▸ **Aim**
Answer the following questions using the forum thread on Masonic origins.
(a) According to the first post, what was the pinnacle of technology when its writer was in school?
(b) In the first post, to whom are masonic researchers compared when it comes to grasping at similarities?
(c) In Bloke's reply, why is it difficult to discuss such topics in public?

▸ **Supplied passage**
────────────────
I have no idea, James. It could be as esoteric as Chinese creation myths or as exoteric as two gents in a friendly embrace that was then embellished by some poetically inclined author.
We could just as easily theorize that the Chinese stole the idea for their serpent gods from the Mesopotamian versions of the caduceus. Using transparencies, one can overlay anything one wishes and make it fit in the given space (overhead projectors were the pinnacle of technology when I was in school, and I saw this done often). We tend to do the same looking for the roots of the Craft. In many ways, masonic researchers are almost as bad as conspiracy theorists when it comes to grasping at similarities.


----------



## Bloke (Nov 26, 2016)

JamestheJust said:


> As far as I have read no Masonic writer has speculated on the origin of the FPoF.  Why not?  Does that take us into areas that we do not wish to think about?
> 
> 
> 
> ...



It's difficult to speculate on; or discus,  topics in public when many regard the object of the dialogue to be within the compass of that which should be concealed in accordance with their particular obligation.
────────────────
▸ **Recorded information**
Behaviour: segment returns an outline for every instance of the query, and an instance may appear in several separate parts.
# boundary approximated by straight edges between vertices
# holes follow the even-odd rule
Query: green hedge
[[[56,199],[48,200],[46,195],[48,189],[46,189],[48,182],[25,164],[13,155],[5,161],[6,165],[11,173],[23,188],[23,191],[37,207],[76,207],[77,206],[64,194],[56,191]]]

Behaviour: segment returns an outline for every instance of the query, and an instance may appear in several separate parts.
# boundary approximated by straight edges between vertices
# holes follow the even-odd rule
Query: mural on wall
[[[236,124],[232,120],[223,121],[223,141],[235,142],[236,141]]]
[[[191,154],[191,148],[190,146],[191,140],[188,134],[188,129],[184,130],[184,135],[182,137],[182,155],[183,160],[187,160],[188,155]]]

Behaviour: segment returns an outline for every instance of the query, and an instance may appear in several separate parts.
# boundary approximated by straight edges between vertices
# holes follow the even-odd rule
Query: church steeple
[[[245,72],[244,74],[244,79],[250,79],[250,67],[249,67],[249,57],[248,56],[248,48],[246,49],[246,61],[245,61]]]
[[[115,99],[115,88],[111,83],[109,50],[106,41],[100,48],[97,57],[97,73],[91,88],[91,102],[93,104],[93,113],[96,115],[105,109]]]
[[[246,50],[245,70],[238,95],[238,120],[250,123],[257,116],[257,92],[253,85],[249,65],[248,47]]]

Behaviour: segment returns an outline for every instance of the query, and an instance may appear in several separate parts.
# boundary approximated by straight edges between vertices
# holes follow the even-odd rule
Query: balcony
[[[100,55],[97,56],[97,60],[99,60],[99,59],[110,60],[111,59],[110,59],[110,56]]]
────────────────
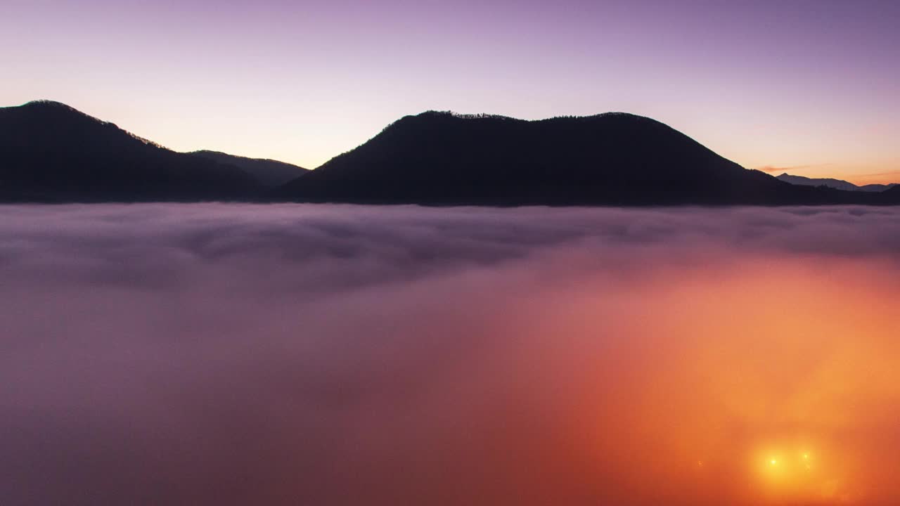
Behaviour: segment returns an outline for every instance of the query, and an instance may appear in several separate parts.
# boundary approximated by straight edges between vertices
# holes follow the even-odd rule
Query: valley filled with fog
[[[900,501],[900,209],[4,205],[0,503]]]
────────────────
▸ **Answer in full**
(a) Overhead projectors.
(b) Conspiracy theorists.
(c) Many regard the object of the dialogue as falling within what should be concealed in accordance with their particular obligation.